* _Stated problem_:
Find every line in the records below that contains the string "insect" and copy each of those lines. Uppercase and lowercase count as different.

— Start —

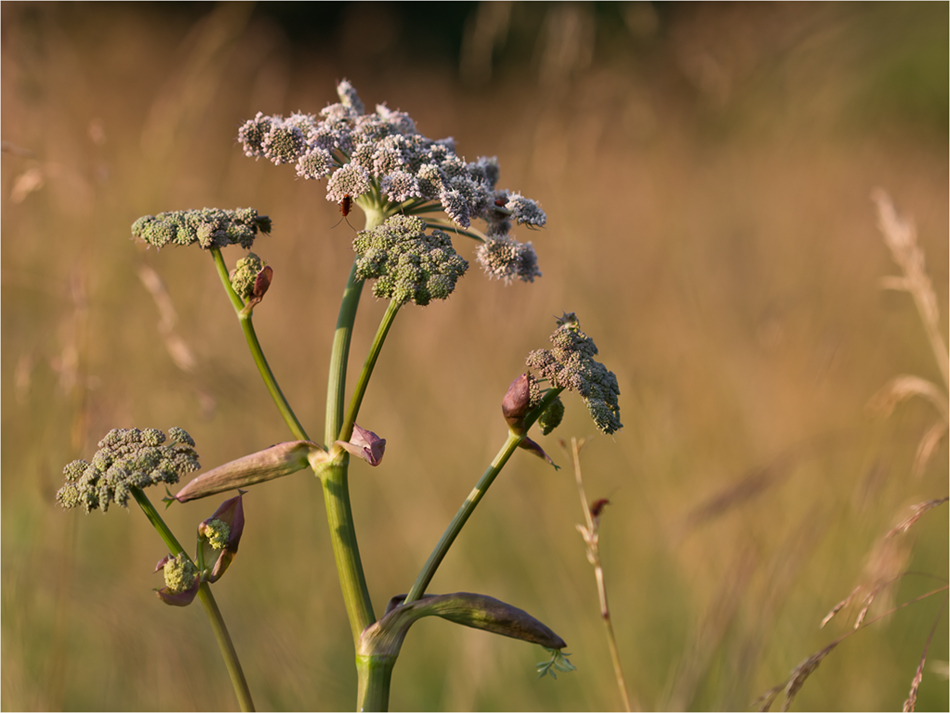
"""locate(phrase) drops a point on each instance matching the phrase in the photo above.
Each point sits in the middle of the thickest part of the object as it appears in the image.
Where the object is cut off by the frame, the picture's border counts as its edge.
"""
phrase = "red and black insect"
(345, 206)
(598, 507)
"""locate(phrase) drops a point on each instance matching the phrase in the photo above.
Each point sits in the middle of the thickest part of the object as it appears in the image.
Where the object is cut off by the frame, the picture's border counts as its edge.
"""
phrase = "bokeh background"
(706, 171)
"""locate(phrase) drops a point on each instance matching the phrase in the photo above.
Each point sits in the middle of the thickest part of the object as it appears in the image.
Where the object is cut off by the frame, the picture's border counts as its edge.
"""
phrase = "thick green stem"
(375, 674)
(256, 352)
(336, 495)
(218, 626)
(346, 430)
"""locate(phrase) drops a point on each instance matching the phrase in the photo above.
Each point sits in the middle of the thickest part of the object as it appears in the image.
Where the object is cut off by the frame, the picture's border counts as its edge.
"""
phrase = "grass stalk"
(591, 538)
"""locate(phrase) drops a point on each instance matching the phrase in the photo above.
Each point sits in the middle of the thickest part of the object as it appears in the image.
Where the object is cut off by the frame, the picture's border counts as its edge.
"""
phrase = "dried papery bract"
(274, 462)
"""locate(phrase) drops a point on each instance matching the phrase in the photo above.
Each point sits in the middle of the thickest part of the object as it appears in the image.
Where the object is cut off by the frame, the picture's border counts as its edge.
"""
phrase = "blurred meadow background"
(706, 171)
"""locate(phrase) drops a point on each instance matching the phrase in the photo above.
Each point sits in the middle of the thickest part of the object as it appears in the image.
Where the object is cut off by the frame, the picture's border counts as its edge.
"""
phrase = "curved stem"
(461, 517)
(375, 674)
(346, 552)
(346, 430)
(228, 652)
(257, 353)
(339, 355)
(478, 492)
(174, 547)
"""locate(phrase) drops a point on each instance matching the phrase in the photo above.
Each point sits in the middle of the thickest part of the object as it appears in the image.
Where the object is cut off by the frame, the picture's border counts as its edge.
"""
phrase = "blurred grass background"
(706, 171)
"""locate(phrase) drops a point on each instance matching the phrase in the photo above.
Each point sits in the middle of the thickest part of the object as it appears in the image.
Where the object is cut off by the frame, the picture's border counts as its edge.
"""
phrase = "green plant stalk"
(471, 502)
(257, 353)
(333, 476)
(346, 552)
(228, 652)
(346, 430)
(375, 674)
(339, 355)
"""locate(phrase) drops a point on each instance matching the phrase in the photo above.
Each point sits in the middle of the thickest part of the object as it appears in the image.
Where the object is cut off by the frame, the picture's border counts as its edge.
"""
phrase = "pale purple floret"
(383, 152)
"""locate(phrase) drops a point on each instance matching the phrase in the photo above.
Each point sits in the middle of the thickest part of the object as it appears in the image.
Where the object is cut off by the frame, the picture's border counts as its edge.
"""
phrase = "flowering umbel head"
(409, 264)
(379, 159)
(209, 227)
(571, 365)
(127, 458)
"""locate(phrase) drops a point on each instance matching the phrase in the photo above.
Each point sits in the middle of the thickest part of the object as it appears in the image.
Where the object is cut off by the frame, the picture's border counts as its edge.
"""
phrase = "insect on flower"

— End —

* _Reply_:
phrase = "red and black insect"
phrase = "insect on flower"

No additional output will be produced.